▶ _SHORT TASK_
Convert the material below into a Markdown table with the columns Row and Text. Put each nonblank line in its own row with its sequential number, and leave out blank lines.

▶ _RECORD EXCERPTS_
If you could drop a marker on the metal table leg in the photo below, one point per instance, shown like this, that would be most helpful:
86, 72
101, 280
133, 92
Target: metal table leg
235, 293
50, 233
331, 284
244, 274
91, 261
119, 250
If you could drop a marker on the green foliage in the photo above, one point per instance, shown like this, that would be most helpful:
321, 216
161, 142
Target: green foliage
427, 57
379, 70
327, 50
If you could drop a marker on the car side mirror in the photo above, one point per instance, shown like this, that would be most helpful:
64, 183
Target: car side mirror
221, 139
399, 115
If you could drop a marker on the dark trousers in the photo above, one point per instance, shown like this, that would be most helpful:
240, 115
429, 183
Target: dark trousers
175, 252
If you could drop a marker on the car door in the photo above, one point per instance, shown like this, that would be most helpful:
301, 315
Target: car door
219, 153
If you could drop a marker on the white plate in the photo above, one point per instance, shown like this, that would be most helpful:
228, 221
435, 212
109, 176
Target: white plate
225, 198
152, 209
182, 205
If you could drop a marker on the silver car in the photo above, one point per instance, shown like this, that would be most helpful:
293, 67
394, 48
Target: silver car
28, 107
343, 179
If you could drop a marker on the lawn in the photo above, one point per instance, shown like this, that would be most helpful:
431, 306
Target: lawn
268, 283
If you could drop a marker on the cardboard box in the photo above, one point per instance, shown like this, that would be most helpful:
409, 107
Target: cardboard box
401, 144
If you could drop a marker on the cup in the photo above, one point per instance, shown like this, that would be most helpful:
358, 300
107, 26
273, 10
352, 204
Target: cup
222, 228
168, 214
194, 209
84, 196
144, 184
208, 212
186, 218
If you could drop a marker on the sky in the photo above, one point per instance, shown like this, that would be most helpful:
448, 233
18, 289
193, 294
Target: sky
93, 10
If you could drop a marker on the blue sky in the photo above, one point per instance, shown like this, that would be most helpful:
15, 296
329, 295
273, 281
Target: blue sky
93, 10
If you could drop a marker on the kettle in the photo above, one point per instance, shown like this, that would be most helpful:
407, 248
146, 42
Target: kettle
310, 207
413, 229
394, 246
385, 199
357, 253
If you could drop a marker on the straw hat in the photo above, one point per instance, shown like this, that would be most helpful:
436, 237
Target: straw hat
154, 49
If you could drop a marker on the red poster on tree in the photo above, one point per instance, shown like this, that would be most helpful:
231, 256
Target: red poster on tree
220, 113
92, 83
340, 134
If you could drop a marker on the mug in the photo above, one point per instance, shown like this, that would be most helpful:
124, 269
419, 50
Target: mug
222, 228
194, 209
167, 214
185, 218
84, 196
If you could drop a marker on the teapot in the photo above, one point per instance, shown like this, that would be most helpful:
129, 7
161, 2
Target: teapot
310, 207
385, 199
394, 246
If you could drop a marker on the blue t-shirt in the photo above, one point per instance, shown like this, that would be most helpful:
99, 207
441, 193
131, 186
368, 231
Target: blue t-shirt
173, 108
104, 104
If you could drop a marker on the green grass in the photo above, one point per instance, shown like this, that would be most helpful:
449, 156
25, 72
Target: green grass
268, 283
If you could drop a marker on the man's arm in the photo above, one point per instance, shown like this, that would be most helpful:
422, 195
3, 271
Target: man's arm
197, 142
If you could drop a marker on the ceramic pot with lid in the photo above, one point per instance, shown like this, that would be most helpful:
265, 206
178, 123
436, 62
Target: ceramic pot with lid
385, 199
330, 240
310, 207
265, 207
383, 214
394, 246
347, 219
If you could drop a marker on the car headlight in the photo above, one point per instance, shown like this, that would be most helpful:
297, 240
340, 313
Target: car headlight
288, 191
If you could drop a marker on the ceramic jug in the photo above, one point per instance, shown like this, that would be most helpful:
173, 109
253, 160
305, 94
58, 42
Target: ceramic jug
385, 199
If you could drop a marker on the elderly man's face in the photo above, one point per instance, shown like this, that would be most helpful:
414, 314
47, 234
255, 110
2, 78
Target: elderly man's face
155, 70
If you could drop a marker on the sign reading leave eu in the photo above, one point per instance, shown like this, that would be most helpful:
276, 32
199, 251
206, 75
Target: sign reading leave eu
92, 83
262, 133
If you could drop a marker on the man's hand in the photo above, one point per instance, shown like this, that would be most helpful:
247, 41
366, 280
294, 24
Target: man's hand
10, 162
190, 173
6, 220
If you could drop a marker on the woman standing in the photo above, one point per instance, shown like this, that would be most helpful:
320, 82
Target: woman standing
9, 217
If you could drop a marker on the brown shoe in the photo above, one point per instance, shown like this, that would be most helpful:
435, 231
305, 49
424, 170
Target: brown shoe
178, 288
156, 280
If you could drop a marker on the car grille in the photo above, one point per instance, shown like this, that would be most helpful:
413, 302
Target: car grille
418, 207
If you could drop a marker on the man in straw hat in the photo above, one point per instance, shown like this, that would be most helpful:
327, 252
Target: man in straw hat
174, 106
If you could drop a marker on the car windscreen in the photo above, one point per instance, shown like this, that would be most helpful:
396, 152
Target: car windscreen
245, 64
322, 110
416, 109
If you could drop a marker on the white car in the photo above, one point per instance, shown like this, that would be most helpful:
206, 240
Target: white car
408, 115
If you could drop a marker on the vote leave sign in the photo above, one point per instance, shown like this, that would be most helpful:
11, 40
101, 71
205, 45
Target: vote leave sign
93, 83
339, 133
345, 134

▶ _WRITTEN RESPONSE_
| Row | Text |
|---|---|
| 1 | If you could drop a marker on the metal table leg in the photo below, one point per instance, shown like this, that would be most helpful: |
| 2 | 86, 72 |
| 3 | 101, 280 |
| 4 | 133, 92 |
| 5 | Target: metal table leg |
| 6 | 235, 293 |
| 7 | 50, 233 |
| 8 | 331, 284 |
| 9 | 244, 274 |
| 10 | 91, 261 |
| 11 | 119, 250 |
| 12 | If you could drop a marker on the green foliage in the photo above, one point per instance, shown like this, that would be most helpful: |
| 13 | 321, 216 |
| 14 | 161, 142 |
| 15 | Target: green foliage |
| 16 | 427, 57 |
| 17 | 379, 70 |
| 18 | 327, 50 |
| 19 | If you could drop a marker on the car side mirror in the photo above, one point per instance, shown like this, that would be most helpful: |
| 20 | 64, 183 |
| 21 | Target: car side mirror |
| 22 | 221, 139 |
| 23 | 399, 115 |
| 24 | If you could drop a marker on the dark trousers in the photo above, one point per instance, shown like this, that would be most helpful: |
| 25 | 240, 115 |
| 26 | 429, 183 |
| 27 | Target: dark trousers |
| 28 | 175, 252 |
| 29 | If you could drop a marker on the car door in the photo above, one point per instance, shown like this, that would be most helpful: |
| 30 | 301, 315 |
| 31 | Target: car door |
| 32 | 219, 153 |
| 33 | If you could drop a marker on the white plate in the photo above, one point per instance, shown like this, that would be most helpful: |
| 34 | 228, 221 |
| 35 | 435, 212 |
| 36 | 109, 176 |
| 37 | Target: white plate |
| 38 | 225, 198 |
| 39 | 152, 209 |
| 40 | 182, 205 |
| 41 | If you could drop a marker on the silver car in the photo above, one point per instance, shown like this, that would be most helpful: |
| 42 | 293, 67 |
| 43 | 394, 48 |
| 44 | Target: silver car |
| 45 | 28, 107 |
| 46 | 343, 179 |
| 47 | If you could drop a marker on the lawn in the photo above, one point per instance, shown like this, that would be most helpful: |
| 48 | 431, 306 |
| 49 | Target: lawn |
| 50 | 268, 283 |
| 51 | If you could drop a marker on the cardboard box in the photo above, one point per instance, shown like this, that would be most helpful: |
| 52 | 409, 107 |
| 53 | Target: cardboard box |
| 54 | 401, 144 |
| 55 | If you could drop a marker on the cup in the photo above, one point per instance, shown like this, that would be most helpful: |
| 56 | 358, 300 |
| 57 | 107, 26 |
| 58 | 273, 10 |
| 59 | 352, 204 |
| 60 | Target: cup |
| 61 | 222, 228 |
| 62 | 168, 214 |
| 63 | 194, 209 |
| 64 | 84, 196 |
| 65 | 144, 184 |
| 66 | 208, 212 |
| 67 | 186, 218 |
| 68 | If you could drop a marker on the sky in the photo above, one point per instance, shown like this, that would be most helpful: |
| 69 | 448, 233 |
| 70 | 18, 289 |
| 71 | 193, 294 |
| 72 | Target: sky |
| 73 | 93, 10 |
| 74 | If you could drop a marker on the blue sky in the photo above, one point per instance, shown like this, that would be most helpful: |
| 75 | 15, 296 |
| 76 | 329, 295 |
| 77 | 273, 281 |
| 78 | Target: blue sky |
| 79 | 93, 10 |
| 80 | If you could drop a marker on the kettle in the photo above, one point per instance, shown like this, that would be most helpful: |
| 81 | 407, 248 |
| 82 | 146, 42 |
| 83 | Target: kettle |
| 84 | 310, 207 |
| 85 | 413, 229 |
| 86 | 394, 246 |
| 87 | 385, 199 |
| 88 | 357, 253 |
| 89 | If you could drop a marker on the straw hat in the photo above, one point per instance, shown like this, that would be most helpful: |
| 90 | 436, 237 |
| 91 | Target: straw hat |
| 92 | 154, 49 |
| 93 | If you could drop a marker on the red poster on tree in the photo above, one point per instance, shown like this, that would be most helpful: |
| 94 | 231, 256 |
| 95 | Target: red poster on tree |
| 96 | 220, 113 |
| 97 | 92, 83 |
| 98 | 340, 134 |
| 99 | If you could drop a marker on the mug in the photo above, one point per instance, shown like this, that would be most helpful: |
| 100 | 124, 269 |
| 101 | 419, 50 |
| 102 | Target: mug |
| 103 | 222, 228 |
| 104 | 194, 209 |
| 105 | 167, 214 |
| 106 | 185, 218 |
| 107 | 84, 196 |
| 108 | If you could drop a marker on the teapot in the photo above, one point per instance, shown like this, that would be most helpful: |
| 109 | 129, 7 |
| 110 | 161, 2 |
| 111 | Target: teapot |
| 112 | 310, 207 |
| 113 | 385, 199 |
| 114 | 394, 246 |
| 115 | If you could drop a marker on the blue t-shirt in the photo above, one point per instance, shown like this, that would be most helpful: |
| 116 | 99, 207 |
| 117 | 441, 193 |
| 118 | 131, 186 |
| 119 | 368, 231 |
| 120 | Target: blue t-shirt |
| 121 | 173, 108 |
| 122 | 104, 104 |
| 123 | If you could drop a marker on the green grass in the photo above, one point per instance, shown like this, that would be most helpful: |
| 124 | 449, 156 |
| 125 | 25, 72 |
| 126 | Target: green grass |
| 127 | 268, 283 |
| 128 | If you could drop a marker on the man's arm in the photo above, one point per instance, shown like this, that would be most helpful: |
| 129 | 422, 195 |
| 130 | 3, 271 |
| 131 | Target: man's arm |
| 132 | 197, 142 |
| 133 | If you could drop a marker on the ceramic pot with lid in the photo above, one point per instance, shown like this, that would be most helpful: |
| 134 | 265, 206 |
| 135 | 178, 123 |
| 136 | 436, 62 |
| 137 | Target: ceramic pot with lid |
| 138 | 385, 199 |
| 139 | 330, 240 |
| 140 | 310, 207 |
| 141 | 265, 207 |
| 142 | 383, 214 |
| 143 | 394, 246 |
| 144 | 347, 219 |
| 145 | If you could drop a marker on the car headlight in the photo above, one point per instance, shown like this, that would be most helpful: |
| 146 | 297, 240 |
| 147 | 340, 313 |
| 148 | Target: car headlight |
| 149 | 288, 191 |
| 150 | If you could drop a marker on the ceramic jug in the photo above, one point per instance, shown like this, that would be most helpful: |
| 151 | 173, 109 |
| 152 | 253, 160 |
| 153 | 305, 94 |
| 154 | 58, 42 |
| 155 | Target: ceramic jug |
| 156 | 385, 199 |
| 157 | If you could drop a marker on the elderly man's face in the photo above, one point per instance, shown like this, that would be most helpful: |
| 158 | 414, 314 |
| 159 | 47, 234 |
| 160 | 255, 110 |
| 161 | 2, 78 |
| 162 | Target: elderly man's face |
| 163 | 155, 70 |
| 164 | If you could drop a marker on the sign reading leave eu in the photo above, one point per instance, shown like this, that would be most helpful: |
| 165 | 276, 32 |
| 166 | 199, 251 |
| 167 | 206, 75 |
| 168 | Target: sign reading leave eu |
| 169 | 92, 83 |
| 170 | 262, 133 |
| 171 | If you could drop a marker on the man's hand in the photo above, one point per instance, shown like this, that would be most helpful: |
| 172 | 247, 41 |
| 173 | 366, 280 |
| 174 | 294, 24 |
| 175 | Target: man's hand |
| 176 | 10, 162 |
| 177 | 190, 173 |
| 178 | 6, 220 |
| 179 | If you could drop a marker on the woman standing in the photo above, one point per instance, shown like this, that would be most helpful: |
| 180 | 320, 82 |
| 181 | Target: woman standing |
| 182 | 9, 217 |
| 183 | If you could drop a marker on the brown shoe in the photo above, one point per instance, shown like this, that would be most helpful: |
| 184 | 435, 231 |
| 185 | 305, 49 |
| 186 | 424, 170 |
| 187 | Target: brown shoe |
| 188 | 178, 288 |
| 189 | 156, 280 |
| 190 | If you could drop a marker on the car grille in the photo above, one point per instance, shown like this, that would be most helpful: |
| 191 | 413, 302 |
| 192 | Target: car grille |
| 193 | 418, 207 |
| 194 | If you could drop a marker on the man in straw hat in the photo above, one point per instance, shown like this, that would be most helpful: |
| 195 | 327, 252 |
| 196 | Target: man in straw hat |
| 197 | 174, 106 |
| 198 | If you could drop a marker on the car windscreen in the photo above, one point per instance, shown like this, that would be most helpful: |
| 199 | 396, 152 |
| 200 | Target: car windscreen |
| 201 | 245, 64 |
| 202 | 322, 110 |
| 203 | 416, 109 |
| 204 | If you could drop a marker on the white car in the photo above, one point per instance, shown like this, that would be most helpful: |
| 205 | 206, 240 |
| 206 | Target: white car |
| 207 | 408, 115 |
| 208 | If you could drop a marker on the vote leave sign in the photo above, one point per instance, shown like this, that would be most helpful: |
| 209 | 11, 40 |
| 210 | 101, 71 |
| 211 | 205, 45 |
| 212 | Target: vote leave sign |
| 213 | 93, 83 |
| 214 | 339, 133 |
| 215 | 345, 134 |